*DOCUMENT TEXT*

-.-.-

ALTHOUGH HE helped change American society through the Chicano movement, Tino Esparza doesn’t proclaim himself a hero. Rather, he reverently narrates from memory the names of the students and community activists he’s worked with on each landmark struggle.

“I feel a lot of pride that I had a hand in doing something.” says the 58-year-old organizer with sad eyes and a sincere smile. “My involvement is an extension of who I am. Growing up in the San Joaquin Valley with really terrible poverty conditions, I could relate to a lot of different people.

“And in my life I’ve always had some kind of help,” says Esparza, who was recently diagnosed with incurable brain and lung cancer.

As a boy, Esparza and his family – including half-brother and now-San Jose city councilmember George Shirakawa – were placed in a World War II Japanese internment camp. The boys were released when their mother intervened through a congressman, but the experience forged their activism against injustice.

-.-.-

In the article about Tino Esparza, what was he recently diagnosed with? None of the lines below are needed.

[Referring expression pointing data]

-.-.-

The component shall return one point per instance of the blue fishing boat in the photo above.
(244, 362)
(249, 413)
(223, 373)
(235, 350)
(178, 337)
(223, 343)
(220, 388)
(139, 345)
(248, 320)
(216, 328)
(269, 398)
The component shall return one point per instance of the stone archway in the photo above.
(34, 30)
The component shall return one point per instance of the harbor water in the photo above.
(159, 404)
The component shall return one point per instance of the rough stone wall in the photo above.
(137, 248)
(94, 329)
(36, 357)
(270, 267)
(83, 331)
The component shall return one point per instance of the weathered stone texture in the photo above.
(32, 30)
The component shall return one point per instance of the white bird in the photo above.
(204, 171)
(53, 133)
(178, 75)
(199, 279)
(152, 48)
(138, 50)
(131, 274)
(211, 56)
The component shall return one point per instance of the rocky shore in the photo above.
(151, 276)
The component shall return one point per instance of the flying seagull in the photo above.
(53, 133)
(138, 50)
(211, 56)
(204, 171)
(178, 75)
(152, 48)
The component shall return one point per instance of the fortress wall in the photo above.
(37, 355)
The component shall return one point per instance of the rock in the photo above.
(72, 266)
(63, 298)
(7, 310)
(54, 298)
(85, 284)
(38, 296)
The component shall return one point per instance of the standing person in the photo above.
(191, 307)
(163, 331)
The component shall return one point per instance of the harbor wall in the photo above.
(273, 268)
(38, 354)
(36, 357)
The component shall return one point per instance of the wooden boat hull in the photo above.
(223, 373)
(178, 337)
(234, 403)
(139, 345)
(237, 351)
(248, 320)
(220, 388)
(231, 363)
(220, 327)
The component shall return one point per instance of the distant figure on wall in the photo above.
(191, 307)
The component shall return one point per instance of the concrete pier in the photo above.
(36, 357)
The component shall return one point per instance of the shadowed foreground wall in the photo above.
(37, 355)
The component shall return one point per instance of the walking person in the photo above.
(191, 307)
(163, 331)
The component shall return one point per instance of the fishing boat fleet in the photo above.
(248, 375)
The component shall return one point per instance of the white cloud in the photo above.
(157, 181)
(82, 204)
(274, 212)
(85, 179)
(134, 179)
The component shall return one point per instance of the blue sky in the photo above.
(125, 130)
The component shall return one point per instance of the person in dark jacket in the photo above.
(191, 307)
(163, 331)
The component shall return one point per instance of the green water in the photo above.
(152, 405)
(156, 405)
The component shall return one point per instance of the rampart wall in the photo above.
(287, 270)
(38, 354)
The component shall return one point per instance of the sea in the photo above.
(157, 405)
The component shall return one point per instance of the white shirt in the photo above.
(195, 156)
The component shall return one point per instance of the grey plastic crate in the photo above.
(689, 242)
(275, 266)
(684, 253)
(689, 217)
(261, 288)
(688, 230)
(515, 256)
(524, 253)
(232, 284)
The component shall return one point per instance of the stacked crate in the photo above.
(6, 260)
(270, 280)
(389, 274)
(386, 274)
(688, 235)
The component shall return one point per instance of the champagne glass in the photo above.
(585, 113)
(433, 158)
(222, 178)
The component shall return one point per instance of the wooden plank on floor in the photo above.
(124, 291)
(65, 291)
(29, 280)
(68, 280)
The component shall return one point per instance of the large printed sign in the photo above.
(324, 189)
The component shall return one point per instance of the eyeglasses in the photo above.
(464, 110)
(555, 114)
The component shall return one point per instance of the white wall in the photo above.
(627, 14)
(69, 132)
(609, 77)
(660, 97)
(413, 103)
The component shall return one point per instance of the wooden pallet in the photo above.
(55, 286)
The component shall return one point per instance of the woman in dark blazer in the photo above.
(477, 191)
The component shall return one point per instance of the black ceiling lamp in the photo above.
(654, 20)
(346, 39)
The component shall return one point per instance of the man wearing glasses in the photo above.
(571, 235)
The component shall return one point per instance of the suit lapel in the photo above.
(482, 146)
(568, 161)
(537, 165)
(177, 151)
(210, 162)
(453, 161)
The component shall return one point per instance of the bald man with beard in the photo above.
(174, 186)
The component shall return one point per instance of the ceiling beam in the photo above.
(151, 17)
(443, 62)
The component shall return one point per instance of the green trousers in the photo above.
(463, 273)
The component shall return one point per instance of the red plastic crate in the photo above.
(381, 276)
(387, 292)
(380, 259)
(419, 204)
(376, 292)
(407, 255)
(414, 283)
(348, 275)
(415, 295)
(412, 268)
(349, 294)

-.-.-

*EXERCISE OUTPUT*
Incurable brain and lung cancer.